* _EXERCISE MATERIALS_

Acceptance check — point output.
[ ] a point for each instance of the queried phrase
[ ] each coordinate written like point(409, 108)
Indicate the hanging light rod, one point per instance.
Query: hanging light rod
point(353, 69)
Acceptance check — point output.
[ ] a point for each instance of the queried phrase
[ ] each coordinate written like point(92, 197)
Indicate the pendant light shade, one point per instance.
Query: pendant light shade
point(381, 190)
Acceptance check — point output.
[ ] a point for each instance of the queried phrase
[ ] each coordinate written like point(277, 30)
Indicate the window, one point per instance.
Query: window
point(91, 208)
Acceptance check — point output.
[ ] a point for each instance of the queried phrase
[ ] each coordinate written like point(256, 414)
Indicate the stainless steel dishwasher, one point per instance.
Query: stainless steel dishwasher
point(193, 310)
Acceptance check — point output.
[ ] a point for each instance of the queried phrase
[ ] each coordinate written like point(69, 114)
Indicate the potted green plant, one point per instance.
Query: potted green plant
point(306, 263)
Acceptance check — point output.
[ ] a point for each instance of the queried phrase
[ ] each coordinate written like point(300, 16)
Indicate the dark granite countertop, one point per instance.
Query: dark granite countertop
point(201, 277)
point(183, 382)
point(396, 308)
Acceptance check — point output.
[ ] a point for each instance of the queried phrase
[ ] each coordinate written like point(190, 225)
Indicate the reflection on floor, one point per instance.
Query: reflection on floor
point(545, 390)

* _TASK DETAILS_
Format every line of the items above as a Markdown table with two columns, Row and Line. Number the rows in order and leave out blank lines.

* _WRITTEN ANSWER_
| Row | Line |
|---|---|
| 1 | Acceptance check — point output. |
| 2 | [ ] a point for each instance of the queried phrase |
| 3 | [ ] each coordinate written like point(409, 108) |
| 4 | Indicate the hanging light rod, one point per instance. |
| 5 | Query: hanging light rod |
| 6 | point(353, 69) |
| 7 | Acceptance check — point output. |
| 8 | [ ] a point for each instance of the queried phrase |
| 9 | [ ] each coordinate written like point(92, 197) |
| 10 | Indicate the pendant light shade, one point per instance. |
| 11 | Query: pendant light shade |
| 12 | point(381, 190) |
| 13 | Acceptance check — point output. |
| 14 | [ ] a point for each instance of the queried phrase |
| 15 | [ ] each coordinate written like point(277, 30) |
| 16 | Indicate the window, one point per instance. |
| 17 | Query: window |
| 18 | point(91, 208) |
| 19 | Acceptance check — point output. |
| 20 | [ ] a point for each instance of the queried phrase |
| 21 | [ ] each coordinate written like point(256, 414) |
| 22 | Indicate the stainless steel dishwasher, one point per instance. |
| 23 | Query: stainless steel dishwasher |
| 24 | point(193, 310) |
| 25 | Acceptance check — point output. |
| 26 | [ ] a point for each instance of the queried phrase |
| 27 | [ ] each coordinate written like point(69, 114) |
| 28 | Indicate the potted green plant, one point per instance. |
| 29 | Query: potted green plant |
| 30 | point(306, 263) |
| 31 | Acceptance check — point output. |
| 32 | [ ] a point for each instance of the queried phrase |
| 33 | [ ] each coordinate written like point(300, 16) |
| 34 | Indicate the dark granite countertop, one point per instance. |
| 35 | Query: dark granite countertop |
| 36 | point(201, 277) |
| 37 | point(183, 382) |
| 38 | point(396, 308) |
| 39 | Acceptance check — point output. |
| 40 | [ ] a point for each instance of the queried phrase |
| 41 | [ ] each coordinate written like point(190, 225) |
| 42 | Indicate the reflection on floor, one point per instance. |
| 43 | Query: reflection on floor |
| 44 | point(545, 390) |